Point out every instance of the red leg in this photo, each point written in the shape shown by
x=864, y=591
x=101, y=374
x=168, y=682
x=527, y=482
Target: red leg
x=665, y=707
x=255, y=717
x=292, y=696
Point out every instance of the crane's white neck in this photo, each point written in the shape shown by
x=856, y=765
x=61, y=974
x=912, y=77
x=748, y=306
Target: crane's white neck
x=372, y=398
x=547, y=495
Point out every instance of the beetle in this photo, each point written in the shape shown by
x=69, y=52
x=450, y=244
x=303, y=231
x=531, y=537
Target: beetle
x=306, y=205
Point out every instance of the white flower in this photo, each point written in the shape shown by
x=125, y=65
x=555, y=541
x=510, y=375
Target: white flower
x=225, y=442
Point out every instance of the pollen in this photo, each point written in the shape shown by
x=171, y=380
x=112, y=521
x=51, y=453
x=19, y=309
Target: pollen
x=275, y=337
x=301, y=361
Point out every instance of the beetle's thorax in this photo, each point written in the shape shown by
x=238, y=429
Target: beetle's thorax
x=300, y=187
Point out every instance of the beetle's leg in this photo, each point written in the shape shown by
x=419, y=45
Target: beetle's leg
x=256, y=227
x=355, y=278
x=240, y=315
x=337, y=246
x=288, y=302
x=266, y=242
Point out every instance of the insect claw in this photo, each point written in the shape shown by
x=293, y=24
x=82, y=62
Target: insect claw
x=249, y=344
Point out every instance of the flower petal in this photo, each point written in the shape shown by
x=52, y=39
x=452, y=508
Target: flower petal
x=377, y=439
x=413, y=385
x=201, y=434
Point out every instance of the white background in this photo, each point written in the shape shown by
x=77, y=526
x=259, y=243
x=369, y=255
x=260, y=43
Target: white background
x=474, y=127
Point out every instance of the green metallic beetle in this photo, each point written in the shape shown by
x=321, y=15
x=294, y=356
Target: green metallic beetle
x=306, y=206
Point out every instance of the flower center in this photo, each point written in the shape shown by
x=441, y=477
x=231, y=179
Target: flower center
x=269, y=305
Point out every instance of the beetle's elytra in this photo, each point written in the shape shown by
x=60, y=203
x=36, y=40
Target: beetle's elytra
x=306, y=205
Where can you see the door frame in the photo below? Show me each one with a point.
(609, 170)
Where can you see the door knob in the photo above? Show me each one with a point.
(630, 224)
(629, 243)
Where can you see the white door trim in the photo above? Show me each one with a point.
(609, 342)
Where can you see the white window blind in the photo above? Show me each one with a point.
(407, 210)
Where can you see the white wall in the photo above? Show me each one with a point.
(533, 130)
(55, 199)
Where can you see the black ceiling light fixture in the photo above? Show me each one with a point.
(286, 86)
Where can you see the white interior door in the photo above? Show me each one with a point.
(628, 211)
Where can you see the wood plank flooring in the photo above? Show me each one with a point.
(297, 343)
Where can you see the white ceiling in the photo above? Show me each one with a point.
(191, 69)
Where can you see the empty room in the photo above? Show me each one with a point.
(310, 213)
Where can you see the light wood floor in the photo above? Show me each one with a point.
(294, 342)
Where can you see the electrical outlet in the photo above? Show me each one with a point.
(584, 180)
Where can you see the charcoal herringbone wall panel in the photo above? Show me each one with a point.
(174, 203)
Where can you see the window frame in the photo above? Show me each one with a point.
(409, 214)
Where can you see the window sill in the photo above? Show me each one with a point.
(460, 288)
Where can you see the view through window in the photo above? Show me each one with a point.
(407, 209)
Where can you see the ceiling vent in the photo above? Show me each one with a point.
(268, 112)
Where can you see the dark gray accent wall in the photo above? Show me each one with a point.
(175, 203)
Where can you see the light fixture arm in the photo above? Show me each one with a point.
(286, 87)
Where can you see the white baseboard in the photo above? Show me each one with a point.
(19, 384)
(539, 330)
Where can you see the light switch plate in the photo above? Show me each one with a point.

□ □ □ □

Rewrite the records above, swapping every "photo" for "image" and changing nothing else.

Exercise output:
Point out every instance of the red leg in this image, each point written in the shape shown by
x=864, y=591
x=101, y=374
x=168, y=682
x=527, y=482
Target: red leg
x=665, y=707
x=255, y=717
x=292, y=696
Point out every instance of the crane's white neck in this image, each point written in the shape shown by
x=856, y=765
x=61, y=974
x=912, y=77
x=748, y=306
Target: crane's white neck
x=372, y=398
x=547, y=495
Point out every instance of the beetle in this image, each point written in the shape shown by
x=69, y=52
x=450, y=244
x=303, y=231
x=531, y=537
Target: beetle
x=306, y=205
Point out every instance of the white flower in this image, each point written in the shape shown by
x=125, y=65
x=555, y=541
x=510, y=375
Target: white flower
x=225, y=442
Point out every instance of the pollen in this image, each point written in the shape shown by
x=171, y=380
x=112, y=521
x=51, y=453
x=19, y=309
Target: pollen
x=275, y=337
x=301, y=361
Point out every instance of the beetle's thorax in this image, each point written in the shape shown by
x=238, y=429
Target: beetle's thorax
x=300, y=187
Point out every instance of the beetle's leg in this image, each point written in the shape shown by
x=419, y=45
Target: beetle's leg
x=256, y=227
x=355, y=278
x=240, y=315
x=337, y=246
x=288, y=302
x=266, y=242
Point out every instance of the insect claw in this image, each point written in the shape shown by
x=293, y=24
x=82, y=62
Target: insect claw
x=249, y=344
Point out every instance of the flower petal in this image, each point written in the shape shown by
x=52, y=39
x=452, y=508
Target: flower petal
x=377, y=439
x=413, y=385
x=201, y=434
Point out every instance of the white background in this image, each point written in the shape shown by
x=77, y=526
x=259, y=243
x=369, y=255
x=260, y=43
Target: white background
x=474, y=127
Point out every instance of the green metallic beetle in this image, each point written in the shape shown by
x=321, y=15
x=294, y=356
Target: green metallic beetle
x=306, y=206
Point out every instance of the flower center in this image, each point written in the shape shown by
x=441, y=477
x=231, y=179
Target: flower center
x=269, y=305
Point out every instance of the beetle's elytra in this image, each point written in the shape shown by
x=60, y=203
x=36, y=40
Target: beetle's elytra
x=306, y=205
Where can you see the door frame in the image below? Show me each one with a point.
(609, 170)
Where can you see the door knob in the image above? Show me each one with a point.
(630, 224)
(629, 243)
Where can you see the white door trim in the image above? Show me each one with a point.
(609, 342)
Where can you see the white window blind in the image above? Show me each one with a point.
(407, 210)
Where can you see the white wall in the image above? Show me each one with a point.
(533, 130)
(55, 199)
Where can you see the black ceiling light fixture in the image above? Show me each one with a point.
(286, 86)
Where can you see the white interior door in the image above? Show me each one with a point.
(628, 211)
Where can you see the wood plank flooring in the image above? Show me each one with a point.
(297, 343)
Where can you see the white ceiling in the image above? Show me each one with a point.
(191, 69)
Where can you see the empty room in the image above? Show me each one with a point.
(310, 213)
Where can you see the light wood floor in the image above? Show me each one with a point.
(294, 342)
Where can you see the electrical outlet in the image above? Show me each one with a point.
(584, 180)
Where can you see the charcoal herringbone wall panel in the image above? Show me each one with a point.
(174, 203)
Where can you see the window frame in the image above? Show me each one with a point.
(409, 214)
Where can you see the window sill in the image above? Show me each one with a point.
(460, 288)
Where can you see the view through window in the image above? Show me each one with a point.
(407, 209)
Where can you see the ceiling vent in the image above? Show me each one with a point.
(268, 112)
Where can you see the dark gray accent wall in the image above? Show me each one with a point.
(175, 203)
Where can you see the light fixture arm in the image above? Show me each one with a point.
(286, 87)
Where can you see the white baseboard in the image above? Show me each one with a point.
(19, 384)
(539, 330)
Where can you see the light switch plate in the image above? Show me each one with a point.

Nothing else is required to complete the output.